» REQUIREMENT 1
Summarize the passage below on early PC graphics programming in two sentences.

» READING TEXT
►

In 1990 Windows 3.1 was just released and at that moment it was not a real alternative for if you wanted to do some serious graphics. Writing graphic software was not easy. You had to write code for multiple graphic card vendors. One or two years later the VESA standard became popular. At this moment (2010) still most graphic cards support VESA. Actually all graphic cards already worked verry simmilar. In general there were 2 methods thad were implemented by all cards but unfortunately they had to be called in different ways. There was one method for setting the screen in the required resolution and one method for selecting a 64 KB region from the card. This was in the days that 640 KB was more than enough (quote from Bill Gates) and memmory beyond 1MB was hard to use. Since a 1280 * 1024 resolution in 24 bit color requires about 4MB of memory, graphic cards mapped a 64 KB region to the PC’s memory at location C000.

◄

» REQUIREMENT 2
Reproduce the data collection entries that follow, line for line and without any change.

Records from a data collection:
►

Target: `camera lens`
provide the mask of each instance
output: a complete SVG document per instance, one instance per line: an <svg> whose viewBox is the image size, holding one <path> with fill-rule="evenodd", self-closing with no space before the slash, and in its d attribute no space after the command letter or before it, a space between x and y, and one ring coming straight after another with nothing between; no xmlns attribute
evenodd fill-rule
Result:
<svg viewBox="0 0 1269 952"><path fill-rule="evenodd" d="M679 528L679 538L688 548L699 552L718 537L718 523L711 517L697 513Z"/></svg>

◄

» OUTPUT 1
Around 1990, writing graphics software was difficult because code had to be written for multiple graphics card vendors, until the VESA standard became popular one or two years later, and most cards still supported it in 2010. All cards implemented two methods, one for setting the screen resolution and one for selecting a 64 KB region from the card, but these had to be called in different ways, and because a 1280 * 1024 display in 24-bit color required about 4 MB, cards mapped a 64 KB region to the PC's memory at location C000.

» OUTPUT 2
Target: `camera lens`
provide the mask of each instance
output: a complete SVG document per instance, one instance per line: an <svg> whose viewBox is the image size, holding one <path> with fill-rule="evenodd", self-closing with no space before the slash, and in its d attribute no space after the command letter or before it, a space between x and y, and one ring coming straight after another with nothing between; no xmlns attribute
evenodd fill-rule
Result:
<svg viewBox="0 0 1269 952"><path fill-rule="evenodd" d="M679 528L679 538L688 548L699 552L718 537L718 523L711 517L697 513Z"/></svg>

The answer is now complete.